Selected passage:
This particular effort is obviously motivated by completely different goals than those espoused for the IHME, or even the Child Trends Data Bank. With billionaire non-profits running the show – meanwhile operating data-gathering-associated corporations [hw, sw]—anything seems possible. Clearly that 2008 law is the place to hold the line.
But, devil’s advocate: how credible is it that individual loan, tax, and military service records could be willy-nilly swept into such profiles? The systems you list here, like many potential sources of data, break down at some point to identifiable individual data, yet they’re used every day to come up with data reports to be considered in policy decisions.
Yes. However a “student unit record data system” would connect data points about individual students now present in many state and federal data bases.
Proponents claim that the current law prevents “stakeholders who are seeking information about the true costs of postsecondary education.
That case is presented in College Blackout: How the Higher Education Lobby Fought to Keep Students in the Dark a narrative funded by the Bill and Melina Gates Foundation and the Lumina Foundation, published under the auspices of the New America PPolicy Program, an organization funded by: the Annie E. Casey Foundation; Bill and Melinda Gates Foundation; Joyce Foundation; Lumina Foundation; William and Flora Hewlett Foundation; among others active in pushing big data in order to determine the cost effectiveness of higher education. https://s3.amazonaws.com/www.newamerica.org/downloads/CollegeBlackoutFINAL.pdf
There is much more here than this PR campaign.
I just got a letter from Kaiser Permanente saying their HIPPA Notice of Privacy Practices has changed: “We may use and disclose your Protected Health Information.”
Bill Gates’ carefully crafted image is a work of fiction much like that of another beloved American, Walt Disney. (Neil Gabler in his biography said; “In retrospect, Disney’s greatest creation was Walt Disney”). Both were ruthless autocrats who understood and used the power of public relations to manufacture these admirable personae “His entire philanthropic vision, exemplified by the Bill and Melinda Gates Foundation, is predicated on the idea that rich people and technocrats know best how to manage the levers of society.”
https://www.salon.com/2017/11/14/bill-gates-is-building-his-own-city-no-democracy-required/
It’s very bad news that the academic community cannot effectively fight back. The public trusts less and less our researchers due to thin kind of influence of money on campuses.
It’s not just the ones who have been bought that are the problem.
Many members of academia are simply afraid to say anything that it is the least bit outside the mainstream view.
And peer review has become a gatekeeper to keep out any ideas that are different.

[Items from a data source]

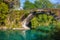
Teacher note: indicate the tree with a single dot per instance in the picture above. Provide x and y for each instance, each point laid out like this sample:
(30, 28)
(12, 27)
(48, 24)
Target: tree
(43, 4)
(3, 12)
(28, 5)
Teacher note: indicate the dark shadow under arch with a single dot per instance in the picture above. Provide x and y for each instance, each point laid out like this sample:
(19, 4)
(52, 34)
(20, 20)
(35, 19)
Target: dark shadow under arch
(27, 20)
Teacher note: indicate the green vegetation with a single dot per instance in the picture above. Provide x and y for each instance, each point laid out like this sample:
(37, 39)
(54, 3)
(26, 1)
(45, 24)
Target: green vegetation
(3, 12)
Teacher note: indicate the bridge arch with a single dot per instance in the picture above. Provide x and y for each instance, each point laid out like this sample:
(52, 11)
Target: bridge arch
(27, 20)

Prompt A: Write out the comment thread word for word, starting at "This particular effort" and ending at "in policy decisions.".
Prompt B:
Answer these questions using the comment thread:
(i) Which organization sent a letter saying its Notice of Privacy Practices had changed?
(ii) Who wrote the biography of Walt Disney that is quoted?
(iii) According to the final line, what has peer review become?
These items come from a different source than the comment thread.

Exercise result A:
This particular effort is obviously motivated by completely different goals than those espoused for the IHME, or even the Child Trends Data Bank. With billionaire non-profits running the show – meanwhile operating data-gathering-associated corporations [hw, sw]—anything seems possible. Clearly that 2008 law is the place to hold the line.
But, devil’s advocate: how credible is it that individual loan, tax, and military service records could be willy-nilly swept into such profiles? The systems you list here, like many potential sources of data, break down at some point to identifiable individual data, yet they’re used every day to come up with data reports to be considered in policy decisions.

Exercise result B:
(i) Kaiser Permanente
(ii) Neil Gabler
(iii) A gatekeeper to keep out any ideas that are different